▶ **Direction**: Please swap each "desert bush" in the lines below for "desert shrub", and leave everything else as it is.

[Records from a collection]
[START]

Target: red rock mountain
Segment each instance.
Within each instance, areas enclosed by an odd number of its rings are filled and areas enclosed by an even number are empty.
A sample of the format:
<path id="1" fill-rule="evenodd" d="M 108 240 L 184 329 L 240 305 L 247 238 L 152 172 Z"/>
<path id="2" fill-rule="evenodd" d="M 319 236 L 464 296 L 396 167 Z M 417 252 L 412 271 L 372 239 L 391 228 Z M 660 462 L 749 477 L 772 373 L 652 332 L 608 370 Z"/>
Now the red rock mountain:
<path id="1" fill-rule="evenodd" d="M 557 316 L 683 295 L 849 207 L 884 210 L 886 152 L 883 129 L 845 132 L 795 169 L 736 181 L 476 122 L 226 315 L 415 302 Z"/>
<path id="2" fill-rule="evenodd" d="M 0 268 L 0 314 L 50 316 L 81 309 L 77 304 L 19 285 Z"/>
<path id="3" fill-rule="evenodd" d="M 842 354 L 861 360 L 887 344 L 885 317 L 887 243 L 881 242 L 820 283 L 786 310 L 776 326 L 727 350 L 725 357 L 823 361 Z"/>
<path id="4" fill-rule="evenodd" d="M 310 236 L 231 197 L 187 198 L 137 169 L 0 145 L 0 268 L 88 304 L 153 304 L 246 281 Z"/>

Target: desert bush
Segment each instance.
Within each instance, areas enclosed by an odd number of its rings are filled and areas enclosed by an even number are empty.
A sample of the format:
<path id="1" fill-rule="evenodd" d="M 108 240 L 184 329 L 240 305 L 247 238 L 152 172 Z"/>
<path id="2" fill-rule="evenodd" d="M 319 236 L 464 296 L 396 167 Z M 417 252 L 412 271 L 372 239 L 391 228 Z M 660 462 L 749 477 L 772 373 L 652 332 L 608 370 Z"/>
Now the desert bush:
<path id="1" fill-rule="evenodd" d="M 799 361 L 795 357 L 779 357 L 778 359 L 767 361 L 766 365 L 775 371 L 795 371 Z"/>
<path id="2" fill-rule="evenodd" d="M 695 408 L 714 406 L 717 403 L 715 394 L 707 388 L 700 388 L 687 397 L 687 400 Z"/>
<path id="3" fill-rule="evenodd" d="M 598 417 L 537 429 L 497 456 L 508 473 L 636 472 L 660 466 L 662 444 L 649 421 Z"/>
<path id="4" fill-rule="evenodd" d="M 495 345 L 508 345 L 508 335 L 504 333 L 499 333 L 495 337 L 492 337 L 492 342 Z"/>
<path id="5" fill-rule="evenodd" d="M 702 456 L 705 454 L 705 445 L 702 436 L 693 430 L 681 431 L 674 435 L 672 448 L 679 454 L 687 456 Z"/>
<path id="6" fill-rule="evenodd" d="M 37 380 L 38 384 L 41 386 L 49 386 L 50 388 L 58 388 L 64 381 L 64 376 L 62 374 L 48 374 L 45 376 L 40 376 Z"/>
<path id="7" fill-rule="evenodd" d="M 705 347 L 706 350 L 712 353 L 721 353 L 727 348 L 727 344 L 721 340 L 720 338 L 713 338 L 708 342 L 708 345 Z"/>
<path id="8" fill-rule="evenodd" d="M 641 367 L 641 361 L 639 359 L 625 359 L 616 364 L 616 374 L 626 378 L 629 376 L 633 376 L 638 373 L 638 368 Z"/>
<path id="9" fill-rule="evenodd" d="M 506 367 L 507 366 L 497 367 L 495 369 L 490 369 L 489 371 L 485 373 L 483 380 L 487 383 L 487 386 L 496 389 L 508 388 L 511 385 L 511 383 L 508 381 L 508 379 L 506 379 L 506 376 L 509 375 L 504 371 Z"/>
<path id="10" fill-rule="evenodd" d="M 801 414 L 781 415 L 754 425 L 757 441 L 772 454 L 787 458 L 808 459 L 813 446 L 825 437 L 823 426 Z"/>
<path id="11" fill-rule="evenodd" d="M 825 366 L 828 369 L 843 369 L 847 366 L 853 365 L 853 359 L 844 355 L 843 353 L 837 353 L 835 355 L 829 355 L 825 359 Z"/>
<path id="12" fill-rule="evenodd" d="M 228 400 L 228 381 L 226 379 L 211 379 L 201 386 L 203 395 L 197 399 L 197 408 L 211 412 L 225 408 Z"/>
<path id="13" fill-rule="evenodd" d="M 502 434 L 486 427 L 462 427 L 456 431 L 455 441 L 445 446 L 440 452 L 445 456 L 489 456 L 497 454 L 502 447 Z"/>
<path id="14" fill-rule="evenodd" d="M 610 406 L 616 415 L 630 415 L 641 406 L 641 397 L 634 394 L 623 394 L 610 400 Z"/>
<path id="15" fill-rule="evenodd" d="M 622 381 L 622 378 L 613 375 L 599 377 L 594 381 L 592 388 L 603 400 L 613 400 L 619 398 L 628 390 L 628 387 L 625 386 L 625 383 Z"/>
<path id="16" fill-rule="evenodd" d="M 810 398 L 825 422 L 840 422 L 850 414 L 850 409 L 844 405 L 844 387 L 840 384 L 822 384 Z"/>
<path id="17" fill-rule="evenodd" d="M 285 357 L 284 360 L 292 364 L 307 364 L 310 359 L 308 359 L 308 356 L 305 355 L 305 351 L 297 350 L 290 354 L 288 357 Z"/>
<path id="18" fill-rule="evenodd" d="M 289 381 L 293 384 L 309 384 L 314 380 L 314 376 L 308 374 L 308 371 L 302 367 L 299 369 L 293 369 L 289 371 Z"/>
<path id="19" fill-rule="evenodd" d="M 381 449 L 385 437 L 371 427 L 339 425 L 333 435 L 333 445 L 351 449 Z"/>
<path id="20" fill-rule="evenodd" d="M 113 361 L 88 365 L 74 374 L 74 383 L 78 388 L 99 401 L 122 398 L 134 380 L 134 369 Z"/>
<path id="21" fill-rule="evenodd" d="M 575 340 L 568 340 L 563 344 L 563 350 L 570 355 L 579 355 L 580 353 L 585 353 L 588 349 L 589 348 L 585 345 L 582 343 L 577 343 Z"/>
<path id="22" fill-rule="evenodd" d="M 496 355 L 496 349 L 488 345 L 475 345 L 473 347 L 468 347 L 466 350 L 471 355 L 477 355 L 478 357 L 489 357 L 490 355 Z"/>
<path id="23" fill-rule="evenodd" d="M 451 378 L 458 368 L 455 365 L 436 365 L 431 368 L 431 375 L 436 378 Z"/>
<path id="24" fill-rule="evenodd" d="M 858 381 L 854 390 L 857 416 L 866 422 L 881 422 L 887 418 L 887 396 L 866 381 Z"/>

[END]

▶ **Solved problem**:
Target: red rock mountain
Segment each instance.
Within each instance, areas enclosed by an odd number of its rings are filled and areas enclosed by an even number are empty.
A sample of the format:
<path id="1" fill-rule="evenodd" d="M 108 240 L 184 329 L 240 305 L 247 238 L 152 172 Z"/>
<path id="2" fill-rule="evenodd" d="M 319 236 L 464 296 L 396 167 Z M 417 252 L 412 271 L 372 239 L 391 228 Z M 660 462 L 749 477 L 772 373 L 652 332 L 608 370 Z"/>
Now the red rock mountain:
<path id="1" fill-rule="evenodd" d="M 557 316 L 683 295 L 849 207 L 884 210 L 886 152 L 883 129 L 845 132 L 795 169 L 736 181 L 476 122 L 226 315 L 415 302 Z"/>
<path id="2" fill-rule="evenodd" d="M 0 268 L 0 314 L 50 316 L 81 309 L 77 304 L 19 285 Z"/>
<path id="3" fill-rule="evenodd" d="M 842 354 L 861 360 L 887 344 L 885 317 L 887 243 L 881 242 L 820 283 L 786 310 L 776 326 L 727 350 L 725 357 L 823 361 Z"/>
<path id="4" fill-rule="evenodd" d="M 310 236 L 231 197 L 187 198 L 137 169 L 0 145 L 0 268 L 88 304 L 153 304 L 246 281 Z"/>

Target: desert shrub
Segment each instance.
Within each instance, areas enclosed by an odd number of its rings are filled and areas enclosed by an even number are empty.
A sample of the format:
<path id="1" fill-rule="evenodd" d="M 108 240 L 184 329 L 240 305 L 247 238 L 152 172 Z"/>
<path id="2" fill-rule="evenodd" d="M 319 236 L 464 296 L 396 167 Z M 417 252 L 412 271 L 372 239 L 391 228 Z M 660 462 L 749 477 L 772 373 L 652 332 L 608 370 Z"/>
Now the desert shrub:
<path id="1" fill-rule="evenodd" d="M 799 361 L 795 357 L 779 357 L 778 359 L 767 361 L 766 365 L 775 371 L 795 371 Z"/>
<path id="2" fill-rule="evenodd" d="M 695 408 L 714 406 L 717 403 L 715 394 L 707 388 L 700 388 L 687 397 L 687 400 Z"/>
<path id="3" fill-rule="evenodd" d="M 598 417 L 537 429 L 497 456 L 508 473 L 636 472 L 660 466 L 662 444 L 649 421 Z"/>
<path id="4" fill-rule="evenodd" d="M 495 345 L 508 345 L 508 335 L 504 333 L 499 333 L 495 337 L 492 337 L 492 342 Z"/>
<path id="5" fill-rule="evenodd" d="M 702 456 L 705 454 L 705 445 L 702 436 L 693 430 L 681 431 L 674 435 L 672 448 L 679 454 L 687 456 Z"/>
<path id="6" fill-rule="evenodd" d="M 37 380 L 38 384 L 41 386 L 49 386 L 50 388 L 58 388 L 64 381 L 64 376 L 62 374 L 48 374 L 45 376 L 40 376 Z"/>
<path id="7" fill-rule="evenodd" d="M 705 347 L 706 350 L 712 353 L 721 353 L 727 348 L 727 344 L 721 340 L 720 338 L 713 338 L 708 342 L 708 345 Z"/>
<path id="8" fill-rule="evenodd" d="M 641 367 L 641 361 L 639 359 L 625 359 L 616 364 L 616 374 L 626 378 L 629 376 L 633 376 L 638 373 L 638 368 Z"/>
<path id="9" fill-rule="evenodd" d="M 506 367 L 507 366 L 497 367 L 495 369 L 490 369 L 489 371 L 485 373 L 483 380 L 487 383 L 487 386 L 496 389 L 508 388 L 511 385 L 511 383 L 508 381 L 508 379 L 506 379 L 506 376 L 509 375 L 504 371 Z"/>
<path id="10" fill-rule="evenodd" d="M 801 414 L 781 415 L 754 425 L 757 441 L 772 454 L 787 458 L 808 459 L 813 446 L 825 437 L 823 426 Z"/>
<path id="11" fill-rule="evenodd" d="M 825 366 L 828 369 L 843 369 L 847 366 L 853 365 L 853 359 L 844 355 L 843 353 L 837 353 L 835 355 L 829 355 L 825 359 Z"/>
<path id="12" fill-rule="evenodd" d="M 228 400 L 228 381 L 226 379 L 211 379 L 201 386 L 203 395 L 197 399 L 197 408 L 211 412 L 225 408 Z"/>
<path id="13" fill-rule="evenodd" d="M 502 434 L 486 427 L 462 427 L 456 431 L 455 441 L 445 446 L 440 452 L 445 456 L 489 456 L 497 454 L 502 447 Z"/>
<path id="14" fill-rule="evenodd" d="M 610 406 L 616 415 L 630 415 L 641 406 L 641 397 L 634 394 L 623 394 L 610 400 Z"/>
<path id="15" fill-rule="evenodd" d="M 622 381 L 622 378 L 613 375 L 599 377 L 594 381 L 592 388 L 603 400 L 613 400 L 619 398 L 628 390 L 628 387 L 625 386 L 625 383 Z"/>
<path id="16" fill-rule="evenodd" d="M 810 398 L 825 422 L 840 422 L 850 414 L 850 409 L 844 405 L 844 387 L 840 384 L 822 384 Z"/>
<path id="17" fill-rule="evenodd" d="M 285 357 L 284 360 L 292 364 L 307 364 L 310 359 L 308 359 L 308 356 L 305 355 L 305 351 L 297 350 L 290 354 L 288 357 Z"/>
<path id="18" fill-rule="evenodd" d="M 289 381 L 293 384 L 309 384 L 314 380 L 314 376 L 308 374 L 308 371 L 302 367 L 299 369 L 293 369 L 289 371 Z"/>
<path id="19" fill-rule="evenodd" d="M 381 449 L 385 437 L 371 427 L 339 425 L 333 435 L 333 445 L 351 449 Z"/>
<path id="20" fill-rule="evenodd" d="M 113 361 L 88 365 L 74 374 L 74 383 L 78 388 L 99 401 L 122 398 L 134 380 L 134 369 Z"/>
<path id="21" fill-rule="evenodd" d="M 575 340 L 568 340 L 563 344 L 563 350 L 570 355 L 579 355 L 580 353 L 585 353 L 588 349 L 589 348 L 585 345 L 582 343 L 577 343 Z"/>
<path id="22" fill-rule="evenodd" d="M 496 355 L 496 349 L 488 345 L 475 345 L 473 347 L 468 347 L 466 350 L 471 355 L 477 355 L 478 357 L 489 357 L 490 355 Z"/>
<path id="23" fill-rule="evenodd" d="M 451 378 L 458 368 L 455 365 L 436 365 L 431 368 L 431 375 L 436 378 Z"/>
<path id="24" fill-rule="evenodd" d="M 858 381 L 854 390 L 857 416 L 866 422 L 881 422 L 887 418 L 887 396 L 866 381 Z"/>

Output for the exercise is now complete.